:: Testo fornito ::
Riceviamo e pubblichiamo una lettera a margine dell’inchiesta sulla Cina e la scena dell’architettura globalizzata
La gran parte della creatività e dell’innovazione in Cina porta la firma di architetti e designer occidentali, in particolare europei, che negli ultimi quindici anni hanno aperto studi nelle città più importanti (Shanghai, Suzhou, Chengdu, Pechino, Shenzhen), mentre molti altri lavorano direttamente dalle proprie sedi europee.
Thinking in Italy and made in China, una migrazione di pensiero e competenze attraverso il tasto invio della tastiera del computer. Spesso l’idea di progetto e la realizzazione dell’opera non condividono lo stesso luogo, pensato a Parigi realizzato a Shengdu. Una migrazione dovuta al fatto che i designer cinesi non hanno ancora sviluppato una visione globale delle cose, legati e “soffocati” dalle tradizioni locali, con una struttura verticale legata al confucianesimo, dove fanno fatica ad emergere e vivono l’esperienza di progetto come un piacere esclusivamente personale.
Creativi cinesi e uomini di governo hanno capito che il design o il progetto architettonico in Cina non può essere un’esclusiva del mondo occidentale. Esiste un netto divario con i progettisti provenienti dall’Occidente che va ridotto per poter entrare nel mercato globale con le loro idee, i loro progetti e i loro prodotti, per essere protagonisti e non essere solamente la fabbrica del mondo, il luogo della realizzazione d’idee importate da culture completamente diverse dalle loro.
Liu Jun, vicepresidente e responsabile creativo di Eegoo Cultural Investment co., afferma il concetto di user-centeredness, un metodo di progettazione e gestione che studia e sviluppa strategie e soluzioni ai problemi che coinvolgono la prospettiva futura delle persone. Il cosiddetto human-centered design (HCD), metodo progettuale utilizzato da molti decenni in occidente, oggi è parte integrante del processo progettuale. Il coinvolgimento umano avviene nell’osservazione del problema all’interno del contesto.
:::
• Le consegne:
(a) Riscrivi in forma più breve il paragrafo del testo sull'architettura in Cina che inizia con "Creativi cinesi e uomini di governo", mantenendone i fatti principali.
(b) Ripeti parola per parola il tratto del testo sull'architettura in Cina che va da "Riceviamo e pubblichiamo" fino a "proprie sedi europee.".
(c) Quali città cinesi compaiono tra parentesi nel testo sull'architettura in Cina? Elencale tutte.
L'elenco è materiale a sé, distinto dal testo.
:: Dati forniti ::
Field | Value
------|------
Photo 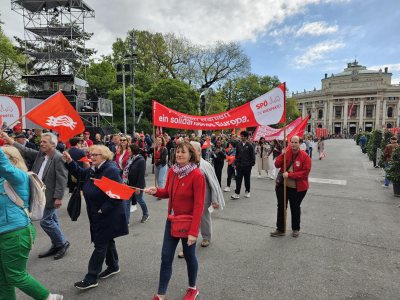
:::
• Risposte in ordine:
(a) Creativi e uomini di governo cinesi hanno compreso che il design e il progetto architettonico in Cina non possono restare un'esclusiva dell'Occidente. Il netto divario con i progettisti occidentali va ridotto per entrare nel mercato globale con idee, progetti e prodotti propri. Così la Cina può essere protagonista e non solo la fabbrica del mondo, dove si realizzano idee importate da culture molto diverse.

(b)
Riceviamo e pubblichiamo una lettera a margine dell’inchiesta sulla Cina e la scena dell’architettura globalizzata
La gran parte della creatività e dell’innovazione in Cina porta la firma di architetti e designer occidentali, in particolare europei, che negli ultimi quindici anni hanno aperto studi nelle città più importanti (Shanghai, Suzhou, Chengdu, Pechino, Shenzhen), mentre molti altri lavorano direttamente dalle proprie sedi europee.

(c)
- Shanghai
- Suzhou
- Chengdu
- Pechino
- Shenzhen